To be done: Please render the listing from its start through the line containing "column 382, row 644", inclusive, as a two-column CSV with the headers text and answer. Give one row for each block that opens with [request], putting that block's text and its answer in one quoted field each and turning line breaks into spaces.

Data excerpts:
════════════════
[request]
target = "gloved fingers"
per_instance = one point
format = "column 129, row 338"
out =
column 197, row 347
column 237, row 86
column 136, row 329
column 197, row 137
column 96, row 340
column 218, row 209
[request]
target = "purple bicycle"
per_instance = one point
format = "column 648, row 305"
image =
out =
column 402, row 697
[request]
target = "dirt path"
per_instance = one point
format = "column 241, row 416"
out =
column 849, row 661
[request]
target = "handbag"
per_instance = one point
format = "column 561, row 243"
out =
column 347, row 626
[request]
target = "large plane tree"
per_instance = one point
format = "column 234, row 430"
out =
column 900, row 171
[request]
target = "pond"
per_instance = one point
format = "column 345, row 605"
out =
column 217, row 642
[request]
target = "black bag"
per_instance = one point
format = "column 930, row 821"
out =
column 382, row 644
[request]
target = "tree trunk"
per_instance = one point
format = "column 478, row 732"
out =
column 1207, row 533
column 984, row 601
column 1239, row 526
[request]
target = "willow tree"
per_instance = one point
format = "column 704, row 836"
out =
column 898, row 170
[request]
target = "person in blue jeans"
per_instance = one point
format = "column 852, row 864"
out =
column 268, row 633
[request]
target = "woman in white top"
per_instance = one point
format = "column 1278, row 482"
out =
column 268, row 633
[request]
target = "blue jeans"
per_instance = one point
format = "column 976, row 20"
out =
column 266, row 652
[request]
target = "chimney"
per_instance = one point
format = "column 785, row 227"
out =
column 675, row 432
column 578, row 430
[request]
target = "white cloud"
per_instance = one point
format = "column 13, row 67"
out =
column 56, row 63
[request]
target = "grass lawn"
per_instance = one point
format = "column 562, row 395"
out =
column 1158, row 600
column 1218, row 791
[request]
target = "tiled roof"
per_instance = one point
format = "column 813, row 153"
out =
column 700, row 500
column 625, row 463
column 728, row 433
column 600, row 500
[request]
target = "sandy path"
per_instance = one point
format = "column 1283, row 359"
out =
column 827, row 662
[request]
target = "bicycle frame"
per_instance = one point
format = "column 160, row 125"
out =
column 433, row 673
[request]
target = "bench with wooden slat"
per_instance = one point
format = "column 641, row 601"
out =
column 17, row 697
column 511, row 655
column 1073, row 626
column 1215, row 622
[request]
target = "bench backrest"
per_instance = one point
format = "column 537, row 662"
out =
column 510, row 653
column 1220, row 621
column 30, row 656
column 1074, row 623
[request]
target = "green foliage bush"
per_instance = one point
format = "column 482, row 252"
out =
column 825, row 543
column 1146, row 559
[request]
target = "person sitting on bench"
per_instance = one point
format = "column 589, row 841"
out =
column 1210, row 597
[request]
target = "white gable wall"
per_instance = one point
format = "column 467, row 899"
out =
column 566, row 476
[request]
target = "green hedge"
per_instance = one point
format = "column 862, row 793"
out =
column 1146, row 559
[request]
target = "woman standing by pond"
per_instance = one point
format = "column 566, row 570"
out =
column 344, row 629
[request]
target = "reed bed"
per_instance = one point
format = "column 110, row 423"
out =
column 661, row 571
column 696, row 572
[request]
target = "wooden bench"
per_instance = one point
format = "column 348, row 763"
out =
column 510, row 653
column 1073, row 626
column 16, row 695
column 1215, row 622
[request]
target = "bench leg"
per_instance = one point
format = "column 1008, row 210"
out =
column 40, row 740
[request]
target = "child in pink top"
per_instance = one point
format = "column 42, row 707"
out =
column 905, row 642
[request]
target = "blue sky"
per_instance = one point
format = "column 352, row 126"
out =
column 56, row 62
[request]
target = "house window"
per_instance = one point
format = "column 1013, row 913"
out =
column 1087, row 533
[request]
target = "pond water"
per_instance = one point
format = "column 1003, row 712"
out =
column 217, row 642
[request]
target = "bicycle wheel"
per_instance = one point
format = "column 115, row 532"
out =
════════════════
Exercise output:
text,answer
"[request] target = ""gloved fingers"" per_instance = one point format = ""column 129, row 338"" out =","column 197, row 347 column 237, row 86 column 136, row 329 column 197, row 137 column 96, row 340 column 218, row 209"
"[request] target = ""purple bicycle"" per_instance = one point format = ""column 648, row 305"" image = out =","column 402, row 697"
"[request] target = ""dirt path"" per_instance = one point format = ""column 241, row 416"" out =","column 849, row 661"
"[request] target = ""handbag"" per_instance = one point format = ""column 561, row 243"" out =","column 347, row 626"
"[request] target = ""large plane tree"" per_instance = one point format = ""column 234, row 430"" out =","column 900, row 171"
"[request] target = ""pond"" per_instance = one point format = ""column 345, row 605"" out =","column 217, row 642"
"[request] target = ""black bag"" per_instance = one point format = ""column 930, row 821"" out =","column 382, row 644"